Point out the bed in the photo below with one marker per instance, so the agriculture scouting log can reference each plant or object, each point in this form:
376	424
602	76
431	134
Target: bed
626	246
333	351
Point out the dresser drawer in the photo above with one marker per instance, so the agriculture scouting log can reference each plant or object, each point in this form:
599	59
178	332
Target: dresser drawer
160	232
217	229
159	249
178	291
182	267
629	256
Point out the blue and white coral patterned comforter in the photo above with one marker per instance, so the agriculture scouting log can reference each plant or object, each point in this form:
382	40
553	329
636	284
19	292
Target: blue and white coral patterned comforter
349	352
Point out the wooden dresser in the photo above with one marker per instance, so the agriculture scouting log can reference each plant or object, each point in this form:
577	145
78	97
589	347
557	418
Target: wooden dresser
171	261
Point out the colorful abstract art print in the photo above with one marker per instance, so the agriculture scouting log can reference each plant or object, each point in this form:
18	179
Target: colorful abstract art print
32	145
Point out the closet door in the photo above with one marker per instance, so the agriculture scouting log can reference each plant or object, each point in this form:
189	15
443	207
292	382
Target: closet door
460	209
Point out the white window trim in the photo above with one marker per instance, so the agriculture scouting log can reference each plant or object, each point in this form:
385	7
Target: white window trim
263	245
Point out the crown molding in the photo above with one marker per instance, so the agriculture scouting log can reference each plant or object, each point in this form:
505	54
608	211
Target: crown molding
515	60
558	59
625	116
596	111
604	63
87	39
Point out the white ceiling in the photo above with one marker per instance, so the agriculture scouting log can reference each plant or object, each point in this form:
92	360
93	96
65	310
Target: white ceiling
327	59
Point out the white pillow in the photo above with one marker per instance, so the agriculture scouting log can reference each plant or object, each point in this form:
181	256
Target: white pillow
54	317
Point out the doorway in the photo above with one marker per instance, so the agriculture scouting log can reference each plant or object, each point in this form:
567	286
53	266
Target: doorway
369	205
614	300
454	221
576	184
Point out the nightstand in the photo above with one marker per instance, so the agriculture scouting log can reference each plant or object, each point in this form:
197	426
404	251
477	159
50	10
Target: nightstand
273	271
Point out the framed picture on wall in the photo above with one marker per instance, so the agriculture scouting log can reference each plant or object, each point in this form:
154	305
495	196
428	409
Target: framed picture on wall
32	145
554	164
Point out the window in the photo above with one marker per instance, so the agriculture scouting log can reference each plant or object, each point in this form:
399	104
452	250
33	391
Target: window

○ ○ ○ ○ ○

▶ **What to do**: Once you have read the listing, retype it in full, word for word.

▶ **Solution to this exercise**:
Point out the bed in the photo below with one marker per instance, so the agriculture scouting log can reference each plant or object, each point in this form:
376	424
602	76
431	134
Target: bed
626	246
333	351
Point out the dresser drawer in the photo above with one marker per instance, so the agriculture scouting log can reference each plant or object, each point in this form:
599	59
178	332
Target: dresser drawer
160	232
217	229
159	249
178	291
182	267
629	256
Point out the blue and white coral patterned comforter in the photo above with one marker per instance, so the agriculture scouting log can reference each plant or object, each point in this form:
382	40
553	329
636	284
19	292
Target: blue and white coral patterned comforter
349	352
Point out the wooden dresser in the photo above with one marker per instance, so the agriculture scouting log can reference each plant or object, each point in this form:
577	145
78	97
589	347
557	418
Target: wooden dresser
171	261
Point out the colorful abstract art print in the photo above with one marker per instance, so the agriculture scouting log can reference each plant or object, each point in this form:
18	179
Target: colorful abstract art print
32	145
Point out the closet door in the photo above with one marker per instance, so the agriculture scouting log can reference each plant or object, each point in this form:
189	15
443	207
292	382
Target: closet door
460	209
Point out the white window trim in the photo above with one marker per instance, so the agriculture scouting log can reference each plant or object, each point in this form:
385	7
Target: white window trim
263	245
Point out the crown molding in the photo above with one marker per instance, so the agriculture scouting log can reference each plant or object, each point in this form:
505	54
608	211
Target: crown molding
515	60
558	59
625	116
596	111
604	63
87	39
Point out the white ceiling in the photo above with one marker per instance, so the agriculture scouting log can reference each plant or object, each point in this form:
92	360
93	96
65	310
Target: white ceiling
327	59
Point out the white pillow in the photo above with one marker per instance, so the agriculture scouting log can reference each plant or object, each point in this form:
181	256
Target: white pillow
54	317
Point out the doorway in the photo above with one marker per instance, so the agriculture scouting log can reference each plant or object, each point in this form:
567	286
53	266
Target: doorway
369	205
614	300
454	221
576	184
Point out the nightstand in the photo above with one marker per instance, so the agriculture scouting log can reference each plant or object, each point in this form:
197	426
404	251
477	159
50	10
Target: nightstand
273	271
Point out the framed picture on wall in the photo above with one marker per instance, so the agriculture scouting log can reference each plant or object, each point in this form:
154	305
495	196
428	409
Target: framed picture on wall
32	145
554	164
Point out the window in the photo above with one marker per instance, so the agriculture scouting log can reference each plant or object, each point in this form:
399	104
452	250
33	391
Target: window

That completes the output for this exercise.